═════ DOCUMENT PASSAGE
Inducement: Meanwhile it is still "in the air", Defendants failed two times
(i) Summary Judgement was denied as
Plaintiffs’ proffered expert testimony creates a genuine issue of material fact inappropriate for resolution at summary judgment as to “whether the label encourages, recommends, or promotes infringement.”
“The purpose of summary judgment is to avoid unnecessary trials when there is no dispute as to the facts before the court.” … The Court finds it more appropriate to consider expert testimony from both sides as to whether induced infringement may be inferred from the labelling at the upcoming bench trial, and resolve the meaning of the labelling at trial.
Let's see what will be the Judge's conclusion (if any) after the examination of the defense's expert cardiologist witness. She was not convinced by generics previously as / due to
The Court finds this argument intuitively persuasive—chronic conditions require indefinite treatment.
══════════
▸ **TASK REQUIREMENTS**
Return the stretch of the inducement passage from "Inducement: Meanwhile it" through "labelling at trial.", word for word. The items after this have no connection to the inducement passage.
═════ EXTRACTED MATERIAL
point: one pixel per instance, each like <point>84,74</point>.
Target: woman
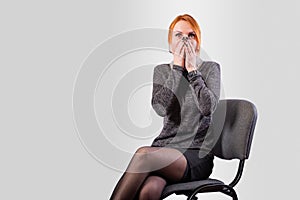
<point>185,92</point>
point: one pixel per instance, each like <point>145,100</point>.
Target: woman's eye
<point>191,35</point>
<point>178,35</point>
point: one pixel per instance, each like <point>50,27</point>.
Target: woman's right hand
<point>178,51</point>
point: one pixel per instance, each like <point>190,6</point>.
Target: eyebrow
<point>189,32</point>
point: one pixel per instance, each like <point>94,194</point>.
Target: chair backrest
<point>237,128</point>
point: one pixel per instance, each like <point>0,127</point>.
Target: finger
<point>191,48</point>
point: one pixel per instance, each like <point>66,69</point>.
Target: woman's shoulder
<point>163,67</point>
<point>208,66</point>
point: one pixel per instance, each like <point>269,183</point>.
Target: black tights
<point>148,172</point>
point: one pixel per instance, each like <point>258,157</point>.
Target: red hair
══════════
▸ **CORRECT RESPONSE**
Inducement: Meanwhile it is still "in the air", Defendants failed two times
(i) Summary Judgement was denied as
Plaintiffs’ proffered expert testimony creates a genuine issue of material fact inappropriate for resolution at summary judgment as to “whether the label encourages, recommends, or promotes infringement.”
“The purpose of summary judgment is to avoid unnecessary trials when there is no dispute as to the facts before the court.” … The Court finds it more appropriate to consider expert testimony from both sides as to whether induced infringement may be inferred from the labelling at the upcoming bench trial, and resolve the meaning of the labelling at trial.